Selection>
06/07/2022 by mconnally

Jean Suplick, 2018 and 2020-2021 New Class Director

Have you ever stepped outside on a fine morning, closed your eyes for a few moments, and taken in the soundscape? No doubt you will hear some human-generated sounds like tires on pavement, jets droning by overhead or maybe playing children. But wait. Hold on. Was that a bird you just heard?

Wouldn’t it be great to bring up an app on your smartphone and have it tell you in real time that what you’re hearing is a Northern Cardinal? And to tell you over and over, every time that Cardinal sings? With repetitive association like this, your brain would begin to associate the species with the vocalization, even if you can’t see the bird.

There is an app for that, and it’s called Merlin. Its newest feature, called Sound ID, leverages the power of smartphones as field devices along with AI technology which analyzes audio in real time and matches it to the most likely bird species. If you haven’t already download Merlin, now is a good time to give it a try. More than just a field guide to birds, it’s designed to be used in the field by anyone, even children.

On a recent birding trip to the Minnesota Northwoods, I delved into learning Merlin’s Sound ID feature with determination. As someone who birds in Texas as much by ear as by eye, I was hoping it could help me make sense of the morning’s unfamiliar cacophony that’s the rich avian soundscape of spring in the north. The results were more than I hoped for. Having Merlin on my smartphone was like having three extra pair of ears and an impartial brain that didn’t selectively focus on one sound to the exclusion of others.

Instructions>
[a] In the Merlin post, what is the name of the app's newest feature?
[b] Rewrite the Merlin post starting at "Jean Suplick, 2018" and ending at "see the bird.", using "chorus of sounds" in place of "soundscape".
[c] Translate this sentence from the Merlin post into Spanish: "There is an app for that, and it’s called Merlin."
This material has no connection to the Merlin post.

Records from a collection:
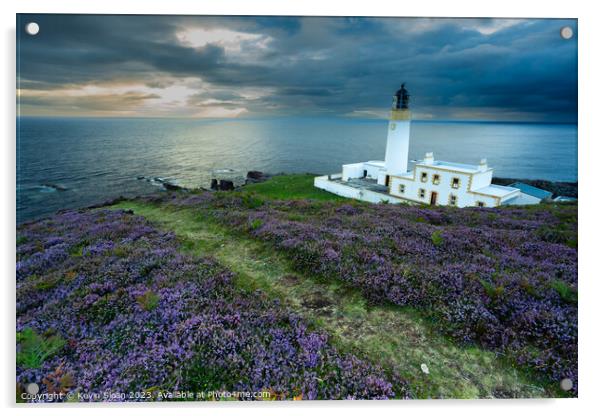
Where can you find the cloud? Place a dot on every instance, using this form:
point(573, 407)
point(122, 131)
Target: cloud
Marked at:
point(518, 69)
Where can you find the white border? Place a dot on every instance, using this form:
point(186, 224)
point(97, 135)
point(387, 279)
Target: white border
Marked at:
point(590, 135)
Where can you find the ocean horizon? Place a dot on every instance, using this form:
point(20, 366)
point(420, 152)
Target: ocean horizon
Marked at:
point(73, 162)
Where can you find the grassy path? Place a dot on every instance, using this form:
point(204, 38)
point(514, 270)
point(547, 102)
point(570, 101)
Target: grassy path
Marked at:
point(397, 338)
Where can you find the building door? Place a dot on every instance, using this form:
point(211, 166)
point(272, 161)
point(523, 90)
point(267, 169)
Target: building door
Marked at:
point(433, 198)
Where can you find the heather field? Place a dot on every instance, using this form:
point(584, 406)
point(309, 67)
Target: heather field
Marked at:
point(504, 279)
point(284, 289)
point(108, 309)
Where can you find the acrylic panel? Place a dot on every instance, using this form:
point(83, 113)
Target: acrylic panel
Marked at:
point(295, 208)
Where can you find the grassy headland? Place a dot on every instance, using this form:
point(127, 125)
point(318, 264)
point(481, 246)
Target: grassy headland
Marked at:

Responses to the tasks>
[a] Sound ID

[b]
Jean Suplick, 2018 and 2020-2021 New Class Director

Have you ever stepped outside on a fine morning, closed your eyes for a few moments, and taken in the chorus of sounds? No doubt you will hear some human-generated sounds like tires on pavement, jets droning by overhead or maybe playing children. But wait. Hold on. Was that a bird you just heard?

Wouldn’t it be great to bring up an app on your smartphone and have it tell you in real time that what you’re hearing is a Northern Cardinal? And to tell you over and over, every time that Cardinal sings? With repetitive association like this, your brain would begin to associate the species with the vocalization, even if you can’t see the bird.

[c] Hay una aplicación para eso, y se llama Merlin.